◆ DOCUMENT SEGMENT
******************************

Before you can make a decision about adoption, you have to understand how it works and what kind of impact it has on everyone involved. Adoption takes a child from one family unit and permanently places him in another. Everyone involved is impacted by this major move, and understanding some of the effects can help you make an educated decision. Adoption is sometimes referred to as a triad — a three-sided figure made up of the birth parents, adoptive parents, and the child. All three are interrelated and linked to each other. Even if your child never knew his birth parents, the triad still exists and is an important part of life for all of you.
In every adoption, there must be a legal proceeding that frees the child for adoption — that breaks the legal bond between the child and the birth parents. When birth parents place a child for adoption, they must provide legal consent to the adoption by appearing before a court or signing a paper giving up their rights to the child. When a child is removed from a home by the state and freed for an adoption, the court severs the legal bond between child and birth parents, making the child eligible for adoption. In international adoptions, children are placed for adoption, or are sometimes left at orphanages, with the birth parent essentially consenting to the adoption.
When deciding if you could be a good adoptive parent, you should be aware of how adoption can affect a child. Raising an adoptive child is like raising a biological child most of the time; the child will be yours and part of your family. You will love him as much as any natural child, and you will face ups and downs together. However, some of the challenges you will encounter with your adopted child will relate directly to his adoption.
All children need nourishing food, clean, safe surroundings, and unconditional, persistent love. Your adoptive child will have these same needs, but may also require help to overcome the lack of proper care before and after he was born, depending on the situation he was in. You must ponder your fitness for parenting a child whose earliest experiences could have a lingering and sometimes profound effect.
Even if your child is placed in your arms within days of his birth and received good prenatal care, he will eventually begin to wonder about his biological origins. His early years won't be much different from any child's, but by the time he enters school, being adopted may become an issue. No matter how much love he receives from you, he will wonder about where he came from and question why he's with you. You must be ready to answer his questions in a way that reassures him about your abiding, enduring commitment (see Chapter 15).
The child you adopt may have been given up by a healthy mother who decided she couldn't parent, or may have been removed from a dysfunctional, dangerous home by the state; he may have been abandoned, or been placed in an overseas orphanage by parents overwhelmed by poverty. Each child has his own history; your role is to provide a new home for the child and help him eventually understand, in the best possible light, the choices made by the birth parents that led to the adoption.

******************************

◆ EXERCISE
According to the adoption text above, why might an adoptive child need more than nourishing food, safe surroundings, and love? Answer in one to three sentences.

(Lines drawn from a dataset)
******************************

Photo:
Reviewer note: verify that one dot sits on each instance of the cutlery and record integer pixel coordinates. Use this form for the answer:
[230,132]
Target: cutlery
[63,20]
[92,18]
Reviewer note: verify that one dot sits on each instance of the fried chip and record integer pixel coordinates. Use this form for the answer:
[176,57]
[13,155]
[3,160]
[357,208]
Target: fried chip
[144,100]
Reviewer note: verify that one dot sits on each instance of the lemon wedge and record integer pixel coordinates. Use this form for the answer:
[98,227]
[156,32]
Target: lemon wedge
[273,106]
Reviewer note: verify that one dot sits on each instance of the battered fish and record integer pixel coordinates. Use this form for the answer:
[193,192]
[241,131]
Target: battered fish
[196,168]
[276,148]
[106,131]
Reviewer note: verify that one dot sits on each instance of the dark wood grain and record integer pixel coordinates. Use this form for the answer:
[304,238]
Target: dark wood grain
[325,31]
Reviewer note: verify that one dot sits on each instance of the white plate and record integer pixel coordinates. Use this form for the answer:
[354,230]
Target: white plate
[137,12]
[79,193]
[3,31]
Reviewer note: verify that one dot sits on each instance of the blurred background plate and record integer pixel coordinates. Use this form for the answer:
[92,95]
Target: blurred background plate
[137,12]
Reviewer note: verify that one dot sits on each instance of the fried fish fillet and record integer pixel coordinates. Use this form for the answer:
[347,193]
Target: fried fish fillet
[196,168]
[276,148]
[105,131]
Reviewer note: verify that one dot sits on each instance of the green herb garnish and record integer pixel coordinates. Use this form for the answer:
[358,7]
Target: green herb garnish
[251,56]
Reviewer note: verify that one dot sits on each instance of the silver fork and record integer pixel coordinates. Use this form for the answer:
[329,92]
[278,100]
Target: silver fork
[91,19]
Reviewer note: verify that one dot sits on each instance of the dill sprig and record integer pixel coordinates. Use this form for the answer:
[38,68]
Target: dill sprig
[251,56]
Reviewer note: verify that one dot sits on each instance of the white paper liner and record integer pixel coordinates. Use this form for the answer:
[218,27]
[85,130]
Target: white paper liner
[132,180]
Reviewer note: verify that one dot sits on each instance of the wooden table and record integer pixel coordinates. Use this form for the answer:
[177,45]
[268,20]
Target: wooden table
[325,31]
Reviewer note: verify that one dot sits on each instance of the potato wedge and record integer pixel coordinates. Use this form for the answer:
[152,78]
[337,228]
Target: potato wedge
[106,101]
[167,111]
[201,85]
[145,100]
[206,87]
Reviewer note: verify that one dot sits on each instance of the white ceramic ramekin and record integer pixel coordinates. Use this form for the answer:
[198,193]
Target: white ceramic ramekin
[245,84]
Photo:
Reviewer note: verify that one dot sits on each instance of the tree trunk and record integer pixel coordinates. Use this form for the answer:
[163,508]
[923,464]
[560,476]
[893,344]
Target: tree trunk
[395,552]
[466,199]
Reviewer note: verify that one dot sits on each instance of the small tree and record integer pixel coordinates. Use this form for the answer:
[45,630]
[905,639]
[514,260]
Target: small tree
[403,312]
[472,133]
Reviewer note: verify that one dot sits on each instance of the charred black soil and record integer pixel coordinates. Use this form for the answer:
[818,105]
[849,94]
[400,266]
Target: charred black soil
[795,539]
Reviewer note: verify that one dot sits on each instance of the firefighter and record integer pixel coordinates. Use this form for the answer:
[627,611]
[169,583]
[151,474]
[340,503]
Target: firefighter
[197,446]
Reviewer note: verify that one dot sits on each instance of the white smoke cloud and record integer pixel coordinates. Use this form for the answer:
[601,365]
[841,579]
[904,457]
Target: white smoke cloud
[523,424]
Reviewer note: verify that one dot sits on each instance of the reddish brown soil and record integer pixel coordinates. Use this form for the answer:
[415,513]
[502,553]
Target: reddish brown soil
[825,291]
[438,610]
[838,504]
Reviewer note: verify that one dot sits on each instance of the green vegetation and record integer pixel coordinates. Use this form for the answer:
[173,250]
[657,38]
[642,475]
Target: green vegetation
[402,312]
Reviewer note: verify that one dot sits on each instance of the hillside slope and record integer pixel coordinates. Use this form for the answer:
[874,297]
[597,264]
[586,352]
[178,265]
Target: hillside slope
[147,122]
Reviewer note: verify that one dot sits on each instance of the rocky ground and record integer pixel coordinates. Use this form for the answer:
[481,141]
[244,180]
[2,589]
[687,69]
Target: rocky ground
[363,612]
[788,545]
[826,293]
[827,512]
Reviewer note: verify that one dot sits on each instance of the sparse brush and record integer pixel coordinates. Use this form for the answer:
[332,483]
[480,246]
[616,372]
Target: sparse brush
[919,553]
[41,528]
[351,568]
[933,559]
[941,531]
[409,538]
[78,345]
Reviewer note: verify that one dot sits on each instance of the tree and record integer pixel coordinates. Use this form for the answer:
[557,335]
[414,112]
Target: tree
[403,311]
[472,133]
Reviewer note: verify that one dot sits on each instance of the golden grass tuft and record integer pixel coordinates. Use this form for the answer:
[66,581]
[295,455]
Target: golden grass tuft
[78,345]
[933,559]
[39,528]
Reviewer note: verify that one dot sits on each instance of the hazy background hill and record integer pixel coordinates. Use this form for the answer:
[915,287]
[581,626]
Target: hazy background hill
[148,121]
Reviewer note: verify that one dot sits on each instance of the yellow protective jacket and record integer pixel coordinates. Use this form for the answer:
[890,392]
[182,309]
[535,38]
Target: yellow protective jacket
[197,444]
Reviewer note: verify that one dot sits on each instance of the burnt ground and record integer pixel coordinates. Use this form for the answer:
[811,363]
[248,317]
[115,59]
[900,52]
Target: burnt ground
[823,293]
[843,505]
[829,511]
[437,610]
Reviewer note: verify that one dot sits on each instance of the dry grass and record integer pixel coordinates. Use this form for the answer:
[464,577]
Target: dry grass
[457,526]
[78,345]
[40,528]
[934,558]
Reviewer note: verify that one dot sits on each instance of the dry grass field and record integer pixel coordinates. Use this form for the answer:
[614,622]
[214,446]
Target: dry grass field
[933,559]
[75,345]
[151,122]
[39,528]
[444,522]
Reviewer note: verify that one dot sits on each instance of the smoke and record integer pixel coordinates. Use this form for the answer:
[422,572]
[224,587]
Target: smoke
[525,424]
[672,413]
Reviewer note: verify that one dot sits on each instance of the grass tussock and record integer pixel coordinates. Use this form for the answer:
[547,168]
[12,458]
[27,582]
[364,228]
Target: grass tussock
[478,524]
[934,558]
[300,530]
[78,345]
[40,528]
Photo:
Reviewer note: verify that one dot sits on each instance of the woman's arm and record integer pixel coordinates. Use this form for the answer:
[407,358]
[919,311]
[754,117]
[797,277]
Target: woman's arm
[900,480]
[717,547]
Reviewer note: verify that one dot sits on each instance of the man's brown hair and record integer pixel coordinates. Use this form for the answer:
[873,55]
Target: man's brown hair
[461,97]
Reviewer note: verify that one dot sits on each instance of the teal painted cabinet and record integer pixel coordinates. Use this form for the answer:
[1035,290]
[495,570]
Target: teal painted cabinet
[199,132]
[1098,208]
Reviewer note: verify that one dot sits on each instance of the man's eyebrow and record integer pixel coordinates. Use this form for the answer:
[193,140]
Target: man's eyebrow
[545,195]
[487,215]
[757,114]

******************************

◆ TASK OUTPUT
Depending on the situation he was in, the child may need help overcoming a lack of proper care before and after he was born. His earliest experiences could have a lingering and sometimes profound effect.